Problem requirements: According to the passage on Mariota's recovery, what was he doing when he got hurt?

[Begin Source document]

A blessing, honor, privilege and a step forward. Also, a confirmation of what Mariota has been vowing all along, and what the Titans have been seeing in two weeks of preseason practices. It’s been the question to me since the injury because I believe Mariota must have his wheels and the willingness to use them if he’s going to be elite in this league. He still has both.

“Honestly, he might be faster,” Titans safety Kevin Byard said this week of Mariota. “The main thing, you don’t really see any worries from him about the injury, any doubt about what he’s doing. You wouldn’t be able to tell he broke his leg last year. That’s the best sign we can get from him as players.”

If the run threat is there, this offense is more effective. And it’s not like Mariota is reckless — he’s quick with a slide and looks as comfortable as a leadoff hitter stretching a single into a double.

Remember, he wasn’t hurt on some wild ramble downfield but on an attempt to escape the pocket and extend a play. He went down awkwardly and it happens, and it can happen again in any number of ways, and turning statue isn’t going to guarantee prevention.

[End Source document]
[Begin Data excerpt]

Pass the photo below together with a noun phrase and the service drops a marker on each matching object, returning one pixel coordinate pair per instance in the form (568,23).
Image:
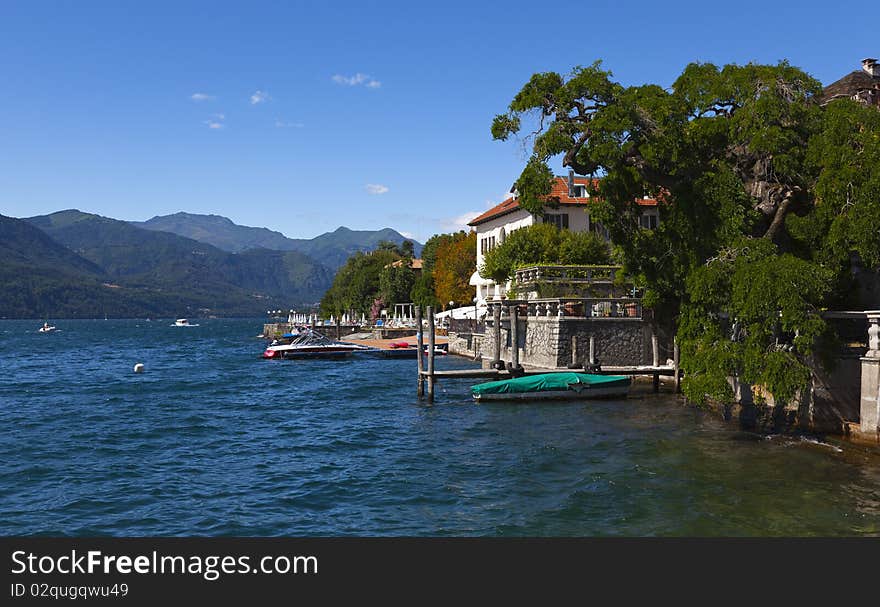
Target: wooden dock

[End Data excerpt]

The answer: He was trying to escape the pocket and extend a play.